▸ **TEXTO EXTRAÍDO**
ARTIGO: Um futuro utópico ou distópico?

André Luís Vizzaccaro-Amaral*

A autodenominada "indústria 4.0", coqueluche na mídia e nos cursos de "Master of Business Administration" (MBA) pelo mundo afora, sobretudo com o potencial disruptivo da tecnologia 5G, confronta-se, diametralmente, com a realidade precarizante do mundo do trabalho em pleno século XXI. Tal realidade constatada no mundo todo contabiliza, anualmente, 374 milhões de acidentes não-fatais e adoecimentos e 2,78 milhões de mortes de trabalhadores em decorrência do trabalho. Isso equivale a 12 acidentes de trabalho a cada segundo e a uma morte a cada 12 segundos, gerando um impacto econômico na ordem de 3,94% do Produto Interno Bruto (PIB) global, segundo a Organização Internacional do Trabalho (OIT).

Essa "inovação disruptiva", que vem encontrando um desafio importante na disputa entre EUA e China pelo controle da tecnologia 5G no mundo, é uma das recentes faces da chamada "reestruturação produtiva". Desde os anos 1970, com o modo de produção flexível difundido pela Toyota e pela Volvo, a reestruturação produtiva alcançou uma escala planetária, sendo alavancada nos anos 1990, após a queda do muro de Berlim e da União Soviética, com a intensificação do processo de "globalização".

▸ **MATERIAL FORNECIDO**
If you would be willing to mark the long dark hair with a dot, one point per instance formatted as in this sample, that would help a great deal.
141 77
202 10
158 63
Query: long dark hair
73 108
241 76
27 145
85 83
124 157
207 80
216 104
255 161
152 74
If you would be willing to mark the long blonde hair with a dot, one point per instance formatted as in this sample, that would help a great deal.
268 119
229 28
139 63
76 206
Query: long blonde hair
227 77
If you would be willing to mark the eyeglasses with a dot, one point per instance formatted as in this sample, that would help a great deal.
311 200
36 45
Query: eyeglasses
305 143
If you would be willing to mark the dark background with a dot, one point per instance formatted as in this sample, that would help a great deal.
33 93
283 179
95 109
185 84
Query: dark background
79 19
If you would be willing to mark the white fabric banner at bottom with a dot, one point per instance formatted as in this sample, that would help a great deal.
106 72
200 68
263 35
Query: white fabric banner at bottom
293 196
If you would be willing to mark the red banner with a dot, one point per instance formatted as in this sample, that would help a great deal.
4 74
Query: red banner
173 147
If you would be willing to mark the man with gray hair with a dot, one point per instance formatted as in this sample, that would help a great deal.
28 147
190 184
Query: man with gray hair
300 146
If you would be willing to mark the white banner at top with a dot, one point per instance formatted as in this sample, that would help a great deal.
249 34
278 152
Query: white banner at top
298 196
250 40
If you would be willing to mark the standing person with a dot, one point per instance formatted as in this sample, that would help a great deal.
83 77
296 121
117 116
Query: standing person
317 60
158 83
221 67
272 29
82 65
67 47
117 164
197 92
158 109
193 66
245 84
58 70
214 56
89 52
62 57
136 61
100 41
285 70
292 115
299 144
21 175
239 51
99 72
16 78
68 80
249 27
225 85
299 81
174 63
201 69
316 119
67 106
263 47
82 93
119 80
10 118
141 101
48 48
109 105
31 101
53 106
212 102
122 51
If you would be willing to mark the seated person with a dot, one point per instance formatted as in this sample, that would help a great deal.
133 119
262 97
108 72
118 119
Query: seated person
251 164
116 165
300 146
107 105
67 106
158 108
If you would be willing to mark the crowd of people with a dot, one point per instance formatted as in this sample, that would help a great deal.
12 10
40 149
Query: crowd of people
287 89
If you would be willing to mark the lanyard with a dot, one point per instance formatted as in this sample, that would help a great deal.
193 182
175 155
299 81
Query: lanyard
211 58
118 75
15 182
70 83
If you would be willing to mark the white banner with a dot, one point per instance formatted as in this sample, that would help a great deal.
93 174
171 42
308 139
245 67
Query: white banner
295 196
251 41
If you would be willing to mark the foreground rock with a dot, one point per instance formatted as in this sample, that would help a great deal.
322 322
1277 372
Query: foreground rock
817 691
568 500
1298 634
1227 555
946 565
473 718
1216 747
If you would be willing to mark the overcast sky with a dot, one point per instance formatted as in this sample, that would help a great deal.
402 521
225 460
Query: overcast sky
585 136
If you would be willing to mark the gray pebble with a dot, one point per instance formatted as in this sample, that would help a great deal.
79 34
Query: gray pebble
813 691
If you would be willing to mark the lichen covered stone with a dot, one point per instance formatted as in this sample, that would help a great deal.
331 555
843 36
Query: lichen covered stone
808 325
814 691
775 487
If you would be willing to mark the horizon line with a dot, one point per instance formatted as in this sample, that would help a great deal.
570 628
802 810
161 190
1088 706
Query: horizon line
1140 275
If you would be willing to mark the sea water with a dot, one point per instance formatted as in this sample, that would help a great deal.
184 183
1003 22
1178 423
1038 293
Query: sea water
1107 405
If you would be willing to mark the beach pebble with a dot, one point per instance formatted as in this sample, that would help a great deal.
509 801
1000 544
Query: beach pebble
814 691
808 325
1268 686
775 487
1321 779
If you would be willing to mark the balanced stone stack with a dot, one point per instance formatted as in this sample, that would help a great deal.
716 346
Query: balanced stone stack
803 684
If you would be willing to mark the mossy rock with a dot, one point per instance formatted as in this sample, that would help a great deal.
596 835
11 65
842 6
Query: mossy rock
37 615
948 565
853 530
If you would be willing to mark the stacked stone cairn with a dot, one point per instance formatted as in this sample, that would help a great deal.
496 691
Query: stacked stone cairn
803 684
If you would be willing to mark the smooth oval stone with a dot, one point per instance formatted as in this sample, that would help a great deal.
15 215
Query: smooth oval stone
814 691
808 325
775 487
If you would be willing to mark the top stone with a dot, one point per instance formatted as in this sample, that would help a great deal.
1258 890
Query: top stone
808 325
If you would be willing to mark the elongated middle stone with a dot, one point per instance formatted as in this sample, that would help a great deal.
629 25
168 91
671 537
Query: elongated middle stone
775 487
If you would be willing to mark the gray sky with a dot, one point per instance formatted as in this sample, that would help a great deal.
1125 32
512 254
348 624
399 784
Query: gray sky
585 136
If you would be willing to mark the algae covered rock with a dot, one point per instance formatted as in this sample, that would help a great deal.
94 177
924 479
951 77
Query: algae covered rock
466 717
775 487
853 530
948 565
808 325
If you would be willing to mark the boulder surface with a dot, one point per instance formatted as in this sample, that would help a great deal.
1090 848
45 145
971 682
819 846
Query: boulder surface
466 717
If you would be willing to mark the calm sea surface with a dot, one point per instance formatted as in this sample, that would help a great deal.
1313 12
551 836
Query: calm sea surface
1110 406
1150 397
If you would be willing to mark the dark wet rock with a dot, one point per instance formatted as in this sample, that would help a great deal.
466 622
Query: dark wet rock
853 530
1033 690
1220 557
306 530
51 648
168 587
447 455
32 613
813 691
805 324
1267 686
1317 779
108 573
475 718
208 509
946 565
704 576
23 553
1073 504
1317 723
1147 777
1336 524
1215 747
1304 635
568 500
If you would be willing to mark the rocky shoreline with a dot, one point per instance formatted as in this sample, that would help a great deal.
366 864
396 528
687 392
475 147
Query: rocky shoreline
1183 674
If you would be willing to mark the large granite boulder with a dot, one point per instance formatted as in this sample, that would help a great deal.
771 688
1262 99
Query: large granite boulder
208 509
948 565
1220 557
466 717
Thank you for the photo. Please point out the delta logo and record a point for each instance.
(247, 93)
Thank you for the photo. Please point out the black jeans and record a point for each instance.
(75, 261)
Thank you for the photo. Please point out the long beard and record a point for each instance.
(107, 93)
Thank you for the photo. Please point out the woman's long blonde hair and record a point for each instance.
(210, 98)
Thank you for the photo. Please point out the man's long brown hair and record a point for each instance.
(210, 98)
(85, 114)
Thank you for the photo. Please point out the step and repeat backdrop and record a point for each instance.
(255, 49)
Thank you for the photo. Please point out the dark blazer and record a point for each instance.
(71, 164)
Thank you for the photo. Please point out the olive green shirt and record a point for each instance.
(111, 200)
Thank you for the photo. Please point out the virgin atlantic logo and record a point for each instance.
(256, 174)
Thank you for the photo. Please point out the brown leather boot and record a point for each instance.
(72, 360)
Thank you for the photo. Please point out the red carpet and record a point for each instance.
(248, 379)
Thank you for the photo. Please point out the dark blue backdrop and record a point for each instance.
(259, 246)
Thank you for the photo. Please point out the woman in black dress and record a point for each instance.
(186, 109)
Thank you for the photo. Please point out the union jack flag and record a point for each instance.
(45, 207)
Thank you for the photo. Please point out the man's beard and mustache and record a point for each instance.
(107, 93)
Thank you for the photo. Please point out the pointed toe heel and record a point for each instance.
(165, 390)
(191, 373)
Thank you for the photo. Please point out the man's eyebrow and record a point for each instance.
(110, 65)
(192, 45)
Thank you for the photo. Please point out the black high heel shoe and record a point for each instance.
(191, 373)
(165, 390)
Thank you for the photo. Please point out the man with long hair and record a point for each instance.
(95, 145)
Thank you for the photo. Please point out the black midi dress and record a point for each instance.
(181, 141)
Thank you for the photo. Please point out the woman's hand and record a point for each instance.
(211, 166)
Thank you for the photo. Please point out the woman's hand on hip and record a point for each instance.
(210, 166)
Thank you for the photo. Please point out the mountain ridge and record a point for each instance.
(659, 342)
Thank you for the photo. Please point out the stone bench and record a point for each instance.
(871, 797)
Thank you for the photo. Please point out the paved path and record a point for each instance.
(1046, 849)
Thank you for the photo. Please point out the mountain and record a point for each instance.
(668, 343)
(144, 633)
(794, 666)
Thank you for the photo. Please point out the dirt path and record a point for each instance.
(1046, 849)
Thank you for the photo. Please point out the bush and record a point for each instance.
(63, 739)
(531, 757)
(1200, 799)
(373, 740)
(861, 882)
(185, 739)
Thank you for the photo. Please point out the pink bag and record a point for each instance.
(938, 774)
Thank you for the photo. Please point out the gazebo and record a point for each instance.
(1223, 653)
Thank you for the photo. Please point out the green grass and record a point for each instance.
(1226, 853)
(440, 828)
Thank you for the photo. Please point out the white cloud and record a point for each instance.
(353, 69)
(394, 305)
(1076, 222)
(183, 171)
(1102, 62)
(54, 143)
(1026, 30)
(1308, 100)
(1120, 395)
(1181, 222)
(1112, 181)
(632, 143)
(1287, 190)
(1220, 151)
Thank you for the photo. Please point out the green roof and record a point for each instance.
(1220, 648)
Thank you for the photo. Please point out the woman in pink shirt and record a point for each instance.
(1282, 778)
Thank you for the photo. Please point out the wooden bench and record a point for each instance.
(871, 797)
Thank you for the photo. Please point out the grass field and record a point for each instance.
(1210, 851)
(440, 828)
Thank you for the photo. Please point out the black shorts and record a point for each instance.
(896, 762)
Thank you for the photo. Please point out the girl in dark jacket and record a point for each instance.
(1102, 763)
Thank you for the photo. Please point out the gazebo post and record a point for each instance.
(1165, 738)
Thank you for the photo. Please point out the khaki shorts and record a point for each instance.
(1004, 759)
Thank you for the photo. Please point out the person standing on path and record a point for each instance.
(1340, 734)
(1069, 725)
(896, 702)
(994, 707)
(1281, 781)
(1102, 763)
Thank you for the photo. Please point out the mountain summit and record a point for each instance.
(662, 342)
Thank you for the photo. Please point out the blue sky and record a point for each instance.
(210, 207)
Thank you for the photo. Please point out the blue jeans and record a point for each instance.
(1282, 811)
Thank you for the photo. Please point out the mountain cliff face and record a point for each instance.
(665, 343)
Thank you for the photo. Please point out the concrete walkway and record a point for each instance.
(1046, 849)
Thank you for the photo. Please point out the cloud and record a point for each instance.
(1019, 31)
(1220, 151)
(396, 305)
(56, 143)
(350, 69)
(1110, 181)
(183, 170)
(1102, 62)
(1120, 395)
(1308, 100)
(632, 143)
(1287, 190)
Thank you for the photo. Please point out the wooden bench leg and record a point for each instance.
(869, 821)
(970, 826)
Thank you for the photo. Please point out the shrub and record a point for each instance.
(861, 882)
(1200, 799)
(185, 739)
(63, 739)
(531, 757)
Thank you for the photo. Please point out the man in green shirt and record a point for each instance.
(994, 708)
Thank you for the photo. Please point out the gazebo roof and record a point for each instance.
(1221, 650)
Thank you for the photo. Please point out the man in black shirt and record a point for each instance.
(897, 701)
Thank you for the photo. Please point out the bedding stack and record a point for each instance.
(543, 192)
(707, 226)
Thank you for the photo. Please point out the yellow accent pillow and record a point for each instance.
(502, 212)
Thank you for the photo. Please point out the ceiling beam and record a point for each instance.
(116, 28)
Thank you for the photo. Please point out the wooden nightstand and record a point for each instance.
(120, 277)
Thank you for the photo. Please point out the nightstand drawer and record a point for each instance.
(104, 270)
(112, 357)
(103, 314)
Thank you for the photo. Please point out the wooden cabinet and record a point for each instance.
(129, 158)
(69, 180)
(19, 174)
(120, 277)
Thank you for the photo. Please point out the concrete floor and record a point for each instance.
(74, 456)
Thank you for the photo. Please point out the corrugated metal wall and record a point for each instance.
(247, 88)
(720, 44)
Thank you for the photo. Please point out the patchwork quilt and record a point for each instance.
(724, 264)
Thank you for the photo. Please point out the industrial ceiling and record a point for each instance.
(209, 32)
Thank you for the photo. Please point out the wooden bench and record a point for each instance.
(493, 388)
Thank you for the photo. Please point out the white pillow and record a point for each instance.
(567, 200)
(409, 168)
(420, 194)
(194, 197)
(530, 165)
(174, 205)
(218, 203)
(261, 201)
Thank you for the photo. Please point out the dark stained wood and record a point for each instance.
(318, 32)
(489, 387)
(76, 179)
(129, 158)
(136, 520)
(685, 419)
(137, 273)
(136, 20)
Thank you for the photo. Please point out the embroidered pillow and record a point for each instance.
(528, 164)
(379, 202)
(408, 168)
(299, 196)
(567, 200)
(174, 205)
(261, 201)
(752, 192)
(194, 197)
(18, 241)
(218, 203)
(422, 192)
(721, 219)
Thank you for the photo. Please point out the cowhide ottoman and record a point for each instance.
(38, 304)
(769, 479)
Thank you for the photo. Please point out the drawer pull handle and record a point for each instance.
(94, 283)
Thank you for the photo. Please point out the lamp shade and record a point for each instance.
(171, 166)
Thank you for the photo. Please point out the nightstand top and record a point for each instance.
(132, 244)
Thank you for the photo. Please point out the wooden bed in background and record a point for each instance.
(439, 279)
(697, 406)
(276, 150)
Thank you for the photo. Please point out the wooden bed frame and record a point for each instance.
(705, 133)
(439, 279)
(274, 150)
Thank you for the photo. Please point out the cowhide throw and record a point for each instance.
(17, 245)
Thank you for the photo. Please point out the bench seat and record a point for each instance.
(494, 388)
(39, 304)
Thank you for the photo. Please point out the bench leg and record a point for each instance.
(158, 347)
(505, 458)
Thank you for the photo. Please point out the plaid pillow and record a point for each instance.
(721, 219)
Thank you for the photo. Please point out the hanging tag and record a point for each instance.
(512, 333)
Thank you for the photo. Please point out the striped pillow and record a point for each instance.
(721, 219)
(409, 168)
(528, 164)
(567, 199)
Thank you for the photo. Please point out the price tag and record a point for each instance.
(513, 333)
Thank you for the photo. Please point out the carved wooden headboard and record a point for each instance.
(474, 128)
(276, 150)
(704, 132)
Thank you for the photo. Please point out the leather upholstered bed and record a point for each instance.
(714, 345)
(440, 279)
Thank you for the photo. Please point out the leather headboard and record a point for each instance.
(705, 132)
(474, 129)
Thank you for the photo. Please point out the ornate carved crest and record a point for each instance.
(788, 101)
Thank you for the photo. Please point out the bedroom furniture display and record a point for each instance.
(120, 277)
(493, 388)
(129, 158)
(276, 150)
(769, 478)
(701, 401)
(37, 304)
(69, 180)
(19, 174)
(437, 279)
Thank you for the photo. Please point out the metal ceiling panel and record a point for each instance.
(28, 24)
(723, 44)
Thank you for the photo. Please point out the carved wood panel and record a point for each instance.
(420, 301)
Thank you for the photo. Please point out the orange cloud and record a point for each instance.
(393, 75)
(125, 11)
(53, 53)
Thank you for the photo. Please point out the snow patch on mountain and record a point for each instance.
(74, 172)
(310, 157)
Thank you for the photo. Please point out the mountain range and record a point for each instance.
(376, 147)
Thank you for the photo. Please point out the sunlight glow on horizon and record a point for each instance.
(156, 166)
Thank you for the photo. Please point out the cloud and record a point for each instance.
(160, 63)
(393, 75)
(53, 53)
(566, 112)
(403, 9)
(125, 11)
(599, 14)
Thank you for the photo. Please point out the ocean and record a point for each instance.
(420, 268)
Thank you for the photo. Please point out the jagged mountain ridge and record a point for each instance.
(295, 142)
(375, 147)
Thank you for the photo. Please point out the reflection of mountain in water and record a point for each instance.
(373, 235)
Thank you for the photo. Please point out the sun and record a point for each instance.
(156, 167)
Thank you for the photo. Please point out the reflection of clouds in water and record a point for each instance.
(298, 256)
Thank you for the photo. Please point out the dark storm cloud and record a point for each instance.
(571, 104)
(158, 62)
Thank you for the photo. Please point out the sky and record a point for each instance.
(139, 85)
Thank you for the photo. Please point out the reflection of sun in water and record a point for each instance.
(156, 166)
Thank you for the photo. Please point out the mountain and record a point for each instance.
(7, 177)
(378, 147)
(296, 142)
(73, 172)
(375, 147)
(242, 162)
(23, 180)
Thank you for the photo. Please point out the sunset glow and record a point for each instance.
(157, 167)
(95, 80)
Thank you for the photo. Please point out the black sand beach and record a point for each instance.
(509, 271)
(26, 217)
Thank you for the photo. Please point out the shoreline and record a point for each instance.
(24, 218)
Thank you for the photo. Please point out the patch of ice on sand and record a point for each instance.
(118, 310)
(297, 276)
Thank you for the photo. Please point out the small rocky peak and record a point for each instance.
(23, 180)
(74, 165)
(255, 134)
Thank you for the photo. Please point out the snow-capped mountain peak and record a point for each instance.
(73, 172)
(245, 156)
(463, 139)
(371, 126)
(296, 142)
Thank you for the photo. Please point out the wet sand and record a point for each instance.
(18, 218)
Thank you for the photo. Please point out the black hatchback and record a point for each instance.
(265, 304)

▸ **TAREFA PROPOSTA 1**
Responda, com base no texto sobre a indústria 4.0, às perguntas a seguir.
(a) Quantas mortes de trabalhadores em decorrência do trabalho são contabilizadas anualmente no mundo?
(b) Quais empresas difundiram o modo de produção flexível a partir dos anos 1970?
(c) Entre quais países ocorre a disputa pelo controle da tecnologia 5G?
▸ **TAREFA PROPOSTA 2**
Escreva a continuação do texto sobre a indústria 4.0 a partir do último parágrafo apresentado.
Os dados acima não são necessários para o exercício.

▸ **RESPOSTA DO EXERCÍCIO 1**
(a) 2,78 milhões de mortes.
(b) A Toyota e a Volvo.
(c) Entre os EUA e a China.

▸ **RESPOSTA DO EXERCÍCIO 2**
Esse cenário, contudo, não resultou apenas do acúmulo de conhecimento técnico-científico, sobretudo após duas grandes guerras mundiais, mas, principalmente, do que algumas linhas críticas do pensamento econômico e sociológico chamam de "crise estrutural do sistema capitalista", caracterizada, entre outras coisas, pela queda das taxas de lucro das empresas, pelo aumento do custo da força de trabalho, pela diminuição do consumo e pela crise fiscal dos países por todo o mundo.
"A relação entre crise econômica, trabalho, subjetividade e saúde é indissociável em um mundo complexo e repleto de contradições"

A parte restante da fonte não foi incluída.